Given request A: Using the photographer interview, decide whether each statement below agrees with it. For each, answer yes or no and quote the words that decide it. (i) The photographer was first trained in the studio. (ii) The photographer describes the work as fine art photography. (iii) The photographer positions flashlights on the street.
Given request B: Reproduce the stretch of the photographer interview from "As a photographer" through "construction of identity.", word for word.

Our judge commented on the sharpness of your images. Each one is beautifully lit and there’s an immaculate crispness to them that’s rare in candid street photography – they almost feel staged. Can you talk us through your process – what exactly you’re looking for in each of your images, and how you go about capturing them?

As a photographer I was initially trained in the studio. It was only later on that I got interested in urban photography, and I started to combine these genres and bring the lights to the streets. I began to imagine the city as a big studio and it citizens as actors. By approaching the street as a stage, it made me wonder if we might perform our lives. I started to read about performativity theory, for example by the sociologist Erving Goffman – about the presentation of self in everyday life. It seems, in daily life, we are performing social roles and we wear the appropriate mask for that. While commuting the city, we drop this mask and replace it for another one, the mask of ‘self-protection’. I am interested in this mask, because I believe it provides us a lot of information of the self and the construction of identity.

I have a background in cinema where I learned some lighting techniques. I consider my work to be documentary photography combined with cinematic light. I position my flashlights on the street, creating a designated zone where the protagonists are walking into my range of focus and exposure. The lights empower the capacity of photography to really freeze movement. The images suggest off-screen events since they are more about what is outside than inside the frame. They make you wander what just happened or is going to happen next. They are frozen moments that feel unreal – or ‘hyper-real’ as I like to consider them.

Listing:
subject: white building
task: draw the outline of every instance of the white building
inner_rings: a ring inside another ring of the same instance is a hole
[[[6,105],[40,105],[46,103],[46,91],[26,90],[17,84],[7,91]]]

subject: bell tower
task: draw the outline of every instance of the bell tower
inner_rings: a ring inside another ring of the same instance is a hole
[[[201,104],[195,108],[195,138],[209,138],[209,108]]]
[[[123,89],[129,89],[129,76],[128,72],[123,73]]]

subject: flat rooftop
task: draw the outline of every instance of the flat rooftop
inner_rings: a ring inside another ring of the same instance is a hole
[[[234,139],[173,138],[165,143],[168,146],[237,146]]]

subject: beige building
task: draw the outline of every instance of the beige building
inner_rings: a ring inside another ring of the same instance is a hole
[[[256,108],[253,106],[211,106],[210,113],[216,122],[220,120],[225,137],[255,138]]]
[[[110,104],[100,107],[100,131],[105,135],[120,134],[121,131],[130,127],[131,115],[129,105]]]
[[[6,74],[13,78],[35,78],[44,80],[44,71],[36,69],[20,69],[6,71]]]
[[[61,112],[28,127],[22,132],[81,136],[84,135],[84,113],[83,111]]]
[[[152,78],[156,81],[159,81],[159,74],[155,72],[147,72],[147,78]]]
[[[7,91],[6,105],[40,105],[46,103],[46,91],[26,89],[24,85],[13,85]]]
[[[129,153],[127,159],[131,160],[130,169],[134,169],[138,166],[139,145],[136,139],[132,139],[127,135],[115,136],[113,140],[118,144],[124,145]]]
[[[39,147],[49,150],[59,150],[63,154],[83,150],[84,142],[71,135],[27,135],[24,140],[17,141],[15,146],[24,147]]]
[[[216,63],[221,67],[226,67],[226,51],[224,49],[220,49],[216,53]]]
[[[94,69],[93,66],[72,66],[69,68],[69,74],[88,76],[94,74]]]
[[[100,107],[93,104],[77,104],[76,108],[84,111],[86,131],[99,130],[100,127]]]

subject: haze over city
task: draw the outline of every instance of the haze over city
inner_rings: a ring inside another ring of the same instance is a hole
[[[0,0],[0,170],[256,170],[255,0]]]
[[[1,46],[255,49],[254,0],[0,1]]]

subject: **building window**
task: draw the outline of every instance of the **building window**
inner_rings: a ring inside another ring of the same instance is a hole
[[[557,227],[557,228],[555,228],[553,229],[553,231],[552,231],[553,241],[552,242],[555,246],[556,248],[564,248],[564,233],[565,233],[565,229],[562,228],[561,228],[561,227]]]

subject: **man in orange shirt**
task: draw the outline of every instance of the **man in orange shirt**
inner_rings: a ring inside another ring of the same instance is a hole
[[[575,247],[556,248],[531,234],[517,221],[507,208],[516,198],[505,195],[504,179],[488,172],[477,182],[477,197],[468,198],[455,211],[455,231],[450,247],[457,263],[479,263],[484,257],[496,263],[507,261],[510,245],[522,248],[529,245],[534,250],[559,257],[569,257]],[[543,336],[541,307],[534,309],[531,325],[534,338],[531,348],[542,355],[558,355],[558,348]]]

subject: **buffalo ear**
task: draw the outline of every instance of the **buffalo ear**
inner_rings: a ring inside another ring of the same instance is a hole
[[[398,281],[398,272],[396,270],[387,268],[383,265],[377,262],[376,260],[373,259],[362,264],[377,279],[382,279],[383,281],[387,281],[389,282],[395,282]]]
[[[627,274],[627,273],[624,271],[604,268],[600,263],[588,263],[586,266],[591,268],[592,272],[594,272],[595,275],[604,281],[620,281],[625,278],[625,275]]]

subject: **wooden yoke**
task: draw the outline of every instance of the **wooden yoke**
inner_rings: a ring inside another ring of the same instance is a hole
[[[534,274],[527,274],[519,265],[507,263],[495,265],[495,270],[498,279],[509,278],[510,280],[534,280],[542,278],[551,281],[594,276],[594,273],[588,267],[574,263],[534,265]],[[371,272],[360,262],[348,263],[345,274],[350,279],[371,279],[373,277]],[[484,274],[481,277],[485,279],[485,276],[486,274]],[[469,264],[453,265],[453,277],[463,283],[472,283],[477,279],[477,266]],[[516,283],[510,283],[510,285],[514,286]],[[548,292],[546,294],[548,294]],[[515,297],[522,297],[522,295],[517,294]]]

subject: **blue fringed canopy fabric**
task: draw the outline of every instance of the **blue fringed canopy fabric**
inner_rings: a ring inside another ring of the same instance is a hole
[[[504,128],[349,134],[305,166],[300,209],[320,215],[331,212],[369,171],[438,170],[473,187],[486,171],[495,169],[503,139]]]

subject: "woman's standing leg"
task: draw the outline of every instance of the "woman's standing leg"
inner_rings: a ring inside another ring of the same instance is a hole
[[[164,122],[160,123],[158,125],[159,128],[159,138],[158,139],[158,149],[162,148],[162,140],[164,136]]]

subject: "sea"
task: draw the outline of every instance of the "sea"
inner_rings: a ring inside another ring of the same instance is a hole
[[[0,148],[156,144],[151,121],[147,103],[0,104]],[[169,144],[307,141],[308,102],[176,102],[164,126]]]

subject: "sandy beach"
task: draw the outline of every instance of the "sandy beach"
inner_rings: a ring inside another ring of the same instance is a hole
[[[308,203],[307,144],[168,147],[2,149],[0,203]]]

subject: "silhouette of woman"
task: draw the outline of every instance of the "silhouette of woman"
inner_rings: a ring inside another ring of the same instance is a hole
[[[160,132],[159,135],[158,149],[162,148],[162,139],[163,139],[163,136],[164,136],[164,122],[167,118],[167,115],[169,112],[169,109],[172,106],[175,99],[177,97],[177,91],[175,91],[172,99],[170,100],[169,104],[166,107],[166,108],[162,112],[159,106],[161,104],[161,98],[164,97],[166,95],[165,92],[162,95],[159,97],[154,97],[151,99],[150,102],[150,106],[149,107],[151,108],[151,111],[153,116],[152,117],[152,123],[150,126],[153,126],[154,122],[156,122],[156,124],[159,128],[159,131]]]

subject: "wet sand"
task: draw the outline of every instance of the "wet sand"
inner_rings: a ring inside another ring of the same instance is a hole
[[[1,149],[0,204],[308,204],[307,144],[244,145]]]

Worked solution A:
(i) Yes: "As a photographer I was initially trained in the studio."
(ii) No: "I consider my work to be documentary photography combined with cinematic light."
(iii) Yes: "I position my flashlights on the street"

Worked solution B:
As a photographer I was initially trained in the studio. It was only later on that I got interested in urban photography, and I started to combine these genres and bring the lights to the streets. I began to imagine the city as a big studio and it citizens as actors. By approaching the street as a stage, it made me wonder if we might perform our lives. I started to read about performativity theory, for example by the sociologist Erving Goffman – about the presentation of self in everyday life. It seems, in daily life, we are performing social roles and we wear the appropriate mask for that. While commuting the city, we drop this mask and replace it for another one, the mask of ‘self-protection’. I am interested in this mask, because I believe it provides us a lot of information of the self and the construction of identity.